- [Stated goal 1]
Answer these questions from the radio propagation text:
(a) According to the prediction, which band and time window are the best bet on the higher bands?
(b) What is the great circle distance from Washington National Airport to Honolulu International Airport?
(c) How often are the ARRL propagation forecasts updated?

I need to get Hawaii for Worked All States, and live on the East Coast (Virginia). Furthermore, I have a poor antenna, and thus only the prime times of the day seem to really be opened for me. What time of day/band is the best to make the QSO?
Here's a propagation prediction made using PropView with the VOACAP engine; the thicker the line the higher the probability of an opening:
As you can see, your best bet on the higher bands is 10m between 18Z and 23Z, followed by 12m around 18Z, and from 22-24Z.
On 40m and below, both ends of the path between you and HI must be in twilight or darkness, which as the screenshot shows means 4Z to 12Z.
Signal paths that parallel the solar terminator can be enhanced by "greyline propagation", but your QTH is too close to Hawaii for that.
In general, my experience is that band conditions are best for long-distance communication at sunrise and sunset. You generally want the sunset to be somewhere in between you and the person you are talking to, so probably something like 9 PM EST.
Beyond that, things like solar weather can make a big difference. I tend to use VOAProp for predicting when and on what band I can best make a contact. The ARRL also publishes propagation charts that show the best time of day. Their November 2013 chart shows that the best time is between 1600 and 0000 UTC, which is noon to 8 PM. Finally, voacap.com has an interactive web tool that can give you propagation predictions.
Finally, remember that power and spectral power density make a big difference as well. 1500W on CW will propagate much farther than 10W on SSB. During good propagation conditions, however, 10W may be all that you need.
By my read of http://spacew.com/www/realtime.php it seems as if 10m could be open right now from Virginia. (Virginia, which is a big state, as compared to Rhode Island or Washington DC (not technically a state, but a tiny pin-point on the map))
Your great circle distance from Washington National Airport to Honolulu International Airport is almost 7800km. (calculated here: http://www.gcmap.com/mapui?P=DCA-HNL) As the Space Weather page explains, the MUF prediction is for a 3000km path (multiply MUF by 1.1 for a 4000km path), which means you'll have to look for the midway points and hope that your signal bounces an extra time. Looking at the two midway points, I see that the MUF is just about 33MHz.
For a quick peek at what may very well be possible, you could look at the propagation predictor on the home page of http://qrz.com
Do remember that this is all "prediction" - this is an experimental service so you must experiment! In ham radio, there are no substitutes for listening or transmitting (on an open frequency!). Often, you may find that you think a given band is dead, but once you call CQ a few times, someone else you haven't heard yet will pop on and tell you that he's in the middle of a conversation with someone else you can't hear. If you're lucky, the station within earshot will have a conversation or at least a contact with you once he's done with the other fellow.
Many other factors affect your ability to make that contact: Are your antennas radiating in the correct direction? Is anyone listening? Are you scanning the bands to see which stations you can hear and where they're from? Are you calling CQ? If no-one is listening, you won't make a contact. If your antennas aren't right, you won't make a contact. If the conditions aren't right, you won't make a contact. If you don't call any stations, you won't make a contact.
Start with the ARRL propagation forecasts. These are updated every month and there is a specific forecast for the path from the East coast to Hawaii.
For a customized prediction, use the online VOACAP propagation predictor here:
Finally, you may want to check in with the 3905 Century Club nets. Those are on several bands at several times per day, and are dedicated to WAS and similar awards.

- [Point annotations for photos]
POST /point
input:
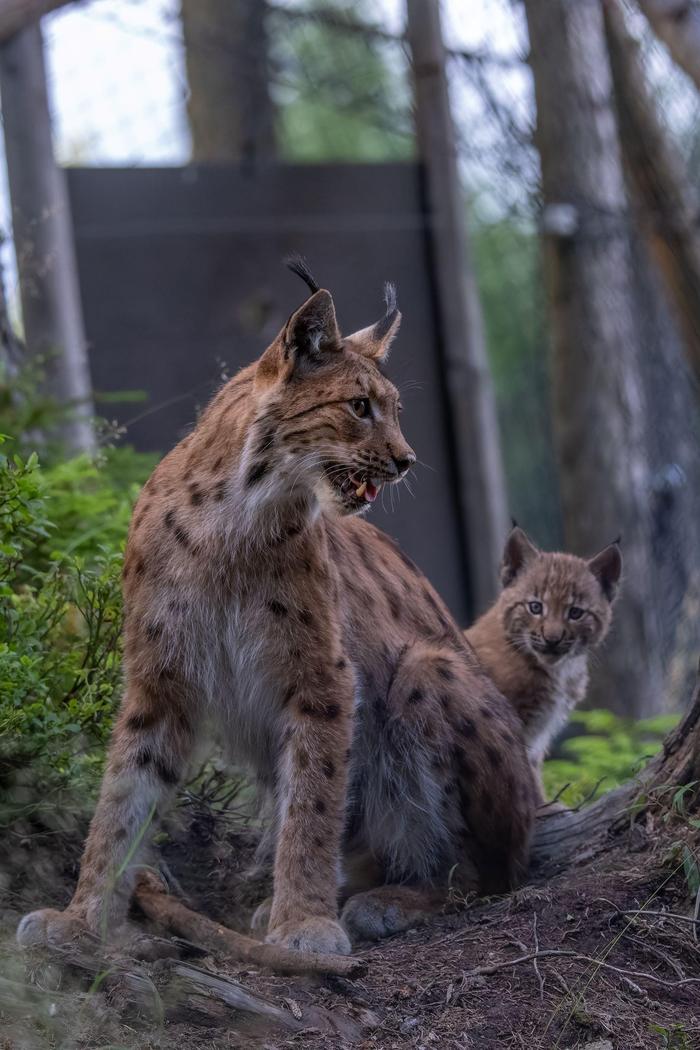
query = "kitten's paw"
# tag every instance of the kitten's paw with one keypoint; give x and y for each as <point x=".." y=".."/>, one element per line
<point x="49" y="928"/>
<point x="260" y="919"/>
<point x="376" y="914"/>
<point x="324" y="936"/>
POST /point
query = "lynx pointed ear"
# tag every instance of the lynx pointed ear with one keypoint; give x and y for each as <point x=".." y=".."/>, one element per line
<point x="517" y="552"/>
<point x="607" y="567"/>
<point x="376" y="340"/>
<point x="313" y="329"/>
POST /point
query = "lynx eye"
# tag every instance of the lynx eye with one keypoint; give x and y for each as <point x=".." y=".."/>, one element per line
<point x="361" y="407"/>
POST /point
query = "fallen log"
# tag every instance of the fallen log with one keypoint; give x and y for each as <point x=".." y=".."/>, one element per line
<point x="569" y="837"/>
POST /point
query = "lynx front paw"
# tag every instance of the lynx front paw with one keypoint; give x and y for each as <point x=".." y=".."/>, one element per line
<point x="324" y="936"/>
<point x="54" y="929"/>
<point x="378" y="914"/>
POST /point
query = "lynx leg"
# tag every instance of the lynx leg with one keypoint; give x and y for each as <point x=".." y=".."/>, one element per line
<point x="313" y="784"/>
<point x="147" y="758"/>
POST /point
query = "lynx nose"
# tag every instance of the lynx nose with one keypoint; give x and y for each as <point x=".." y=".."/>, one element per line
<point x="404" y="461"/>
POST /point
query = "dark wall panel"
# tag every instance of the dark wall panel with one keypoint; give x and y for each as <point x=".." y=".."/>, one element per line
<point x="182" y="280"/>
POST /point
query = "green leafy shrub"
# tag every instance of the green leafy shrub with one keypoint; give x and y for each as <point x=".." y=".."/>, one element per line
<point x="607" y="753"/>
<point x="62" y="532"/>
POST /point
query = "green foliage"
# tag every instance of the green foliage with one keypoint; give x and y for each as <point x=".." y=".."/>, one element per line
<point x="610" y="751"/>
<point x="62" y="531"/>
<point x="340" y="96"/>
<point x="674" y="1037"/>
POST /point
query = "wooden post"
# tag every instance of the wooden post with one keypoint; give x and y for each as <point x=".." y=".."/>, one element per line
<point x="469" y="389"/>
<point x="43" y="235"/>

- [Stated goal 2]
Count the lines in the rows above that contain the string "leafy", treating case as significant. Reply with the number only.

- [Task response 1]
(a) 10m between 18Z and 23Z
(b) Almost 7800km
(c) Every month

- [Task response 2]
2